:: Data shown

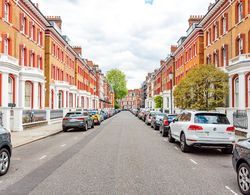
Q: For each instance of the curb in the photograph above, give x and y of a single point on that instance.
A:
(34, 140)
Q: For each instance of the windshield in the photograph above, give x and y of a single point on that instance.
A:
(211, 119)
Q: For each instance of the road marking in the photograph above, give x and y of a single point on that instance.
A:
(233, 192)
(44, 156)
(193, 161)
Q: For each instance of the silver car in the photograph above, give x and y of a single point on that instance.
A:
(77, 119)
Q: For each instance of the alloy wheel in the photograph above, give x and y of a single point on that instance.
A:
(244, 179)
(4, 162)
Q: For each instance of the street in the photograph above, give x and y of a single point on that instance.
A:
(122, 156)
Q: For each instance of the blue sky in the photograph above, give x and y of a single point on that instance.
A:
(125, 34)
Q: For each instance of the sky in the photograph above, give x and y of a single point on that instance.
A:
(126, 34)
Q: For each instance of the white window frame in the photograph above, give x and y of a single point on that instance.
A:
(6, 46)
(240, 11)
(10, 90)
(6, 12)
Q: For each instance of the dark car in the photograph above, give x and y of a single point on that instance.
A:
(164, 126)
(157, 120)
(5, 150)
(241, 164)
(77, 119)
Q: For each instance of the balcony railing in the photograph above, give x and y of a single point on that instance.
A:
(8, 59)
(240, 58)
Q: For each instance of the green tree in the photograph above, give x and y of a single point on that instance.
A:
(117, 80)
(158, 101)
(204, 88)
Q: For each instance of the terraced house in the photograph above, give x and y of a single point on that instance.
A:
(42, 75)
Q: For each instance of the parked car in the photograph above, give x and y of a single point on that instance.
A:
(241, 164)
(157, 119)
(95, 116)
(164, 126)
(5, 150)
(202, 129)
(77, 119)
(148, 117)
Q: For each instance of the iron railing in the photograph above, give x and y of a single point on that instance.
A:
(240, 119)
(31, 116)
(56, 114)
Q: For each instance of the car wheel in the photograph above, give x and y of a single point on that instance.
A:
(164, 133)
(86, 127)
(65, 129)
(4, 161)
(183, 144)
(170, 138)
(227, 150)
(243, 178)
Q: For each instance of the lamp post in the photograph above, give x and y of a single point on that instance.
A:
(171, 91)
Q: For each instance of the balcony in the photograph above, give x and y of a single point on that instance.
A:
(240, 59)
(8, 59)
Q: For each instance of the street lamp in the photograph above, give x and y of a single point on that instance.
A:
(171, 75)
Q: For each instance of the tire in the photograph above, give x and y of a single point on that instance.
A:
(164, 133)
(85, 128)
(227, 150)
(243, 174)
(65, 129)
(184, 147)
(170, 138)
(5, 159)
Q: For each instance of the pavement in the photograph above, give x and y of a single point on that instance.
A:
(33, 134)
(122, 156)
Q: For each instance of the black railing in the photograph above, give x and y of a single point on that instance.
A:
(56, 114)
(31, 116)
(1, 119)
(240, 119)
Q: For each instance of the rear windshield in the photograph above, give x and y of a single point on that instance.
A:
(211, 118)
(74, 114)
(171, 117)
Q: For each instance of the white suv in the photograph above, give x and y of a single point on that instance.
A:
(202, 129)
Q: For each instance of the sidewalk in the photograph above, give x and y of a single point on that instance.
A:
(34, 134)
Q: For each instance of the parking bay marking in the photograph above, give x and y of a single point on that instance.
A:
(44, 156)
(193, 161)
(231, 190)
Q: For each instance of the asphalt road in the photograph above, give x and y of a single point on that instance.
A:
(122, 156)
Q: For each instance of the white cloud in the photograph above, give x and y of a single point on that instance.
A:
(125, 34)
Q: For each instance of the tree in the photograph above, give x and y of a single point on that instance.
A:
(117, 80)
(158, 101)
(204, 88)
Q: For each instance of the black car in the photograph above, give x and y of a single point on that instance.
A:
(157, 119)
(241, 164)
(5, 150)
(164, 126)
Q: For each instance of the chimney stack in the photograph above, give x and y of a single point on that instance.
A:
(56, 19)
(78, 50)
(173, 48)
(194, 20)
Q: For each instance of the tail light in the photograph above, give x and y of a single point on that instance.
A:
(81, 118)
(195, 128)
(231, 129)
(166, 123)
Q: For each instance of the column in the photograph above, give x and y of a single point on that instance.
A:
(35, 94)
(242, 91)
(43, 95)
(5, 81)
(17, 91)
(21, 93)
(56, 99)
(230, 92)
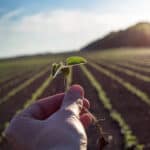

::::

Work request:
Give back the records exactly, minus any pictures.

Answer area:
Q: For each instance of the curb in the photograph above, give x and y of a single point on that instance.
A:
(34, 140)
Q: For each instance of the windshield in the photograph above, give x and y of a single point on that instance.
A:
(211, 119)
Q: For each instance of the road marking in the photograph above, give x and y of a single point on that instance.
A:
(233, 192)
(44, 156)
(193, 161)
Q: For each instance of the silver car in the photograph above, give x and y of a single point on that instance.
A:
(77, 119)
Q: For each instance of the alloy wheel in the photograph above, give x and y of a single point on that instance.
A:
(244, 179)
(4, 162)
Q: For each instance of the street in the photograph above, give x and y of a single point on that instance.
A:
(122, 156)
Q: For each instance of the blue sky in the photograph above, give x and y of a single point on that instance.
A:
(125, 34)
Q: For each instance of the sky in the photograph above, give x and y of a single point on that instance.
A:
(126, 34)
Q: For each instance of the white window frame in the photograph above, give x and y of a single point on that instance.
A:
(6, 46)
(240, 11)
(10, 90)
(6, 12)
Q: For each instance of the dark car in the photograph above, give x and y of a single point on that instance.
A:
(164, 126)
(157, 120)
(5, 150)
(241, 164)
(77, 119)
Q: For each instance of the balcony railing in the photograph above, give x and y of a single point on that instance.
A:
(8, 59)
(240, 58)
Q: For each instance of the green tree in the photograph above, give x and y of a single point on that instance.
A:
(117, 80)
(158, 101)
(204, 88)
Q: For each instance of the terraced house in the photograph above, give x and y of a single point on that instance.
A:
(42, 75)
Q: For each instance of the parked car in the photograph above, give x and y of a single point on that instance.
A:
(241, 164)
(157, 119)
(95, 116)
(164, 126)
(5, 150)
(202, 129)
(77, 119)
(148, 117)
Q: For each instance of the iron railing in the photograph above, give x and y of a single point on that instance.
A:
(240, 119)
(31, 116)
(56, 114)
Q: For each instance of the car wheel in the photograph above, give x and y of a single point on that instance.
A:
(164, 133)
(86, 127)
(65, 129)
(4, 161)
(183, 144)
(170, 138)
(227, 150)
(243, 178)
Q: For each instance of the lamp post in the photograph above, give x and y of a single point on that instance.
A:
(171, 91)
Q: For each instance of the balcony in the photograph above, give x and y of a single point on that instance.
A:
(240, 59)
(8, 59)
Q: For each instance of the street lamp in the photograph above, give x and y of a single point on that instance.
A:
(171, 75)
Q: For each instance of the tire in the photograph above, give x and y of a single point on that instance.
A:
(164, 133)
(85, 128)
(227, 150)
(243, 174)
(65, 129)
(184, 147)
(170, 138)
(5, 159)
Q: For each instance of the pavement in the photograph above, give x and y of a single point on that instance.
A:
(33, 134)
(122, 156)
Q: For each instance of the black railing in the photograph above, give x and y of a single point on that instance.
A:
(56, 114)
(31, 116)
(1, 119)
(240, 119)
Q: For each instance of the rear windshield in the photograph above, give x and y of a single point on that instance.
A:
(211, 118)
(74, 114)
(171, 117)
Q: For each instance of the white suv in the photograph above, give x and y of a single point on that instance.
A:
(202, 129)
Q: For each instance of the sidewalk in the photograph above, give x and y of a single point on that instance.
A:
(34, 134)
Q: For each instance of the parking bay marking in the photograph above, give x and y of a single point on that instance.
A:
(44, 156)
(193, 161)
(231, 190)
Q: For each instance of the asphalt road in the photograph above, give x and y of a single point on that instance.
A:
(122, 156)
Q: For each instance of the white cloud in the photograph above, give x and y of a single point on that instance.
A:
(125, 34)
Q: For each instance of the tree in the photograph above, give x and y of a single point on that instance.
A:
(117, 80)
(158, 101)
(204, 88)
Q: For each instance of the black car in the photograph above, give x and y of a single point on that instance.
A:
(157, 119)
(241, 164)
(5, 150)
(164, 126)
Q: For each instance of the chimney stack in the photograph above, give x and y of a single point on that instance.
A:
(56, 19)
(78, 50)
(173, 48)
(194, 20)
Q: For each instance of the tail light in the photograph above, give x and y of a single point on that instance.
A:
(81, 118)
(195, 128)
(231, 129)
(166, 123)
Q: For each instance of the column in the photograph above, give x and y of a single point on that instance.
A:
(35, 94)
(242, 91)
(43, 95)
(5, 81)
(17, 91)
(21, 93)
(56, 99)
(230, 92)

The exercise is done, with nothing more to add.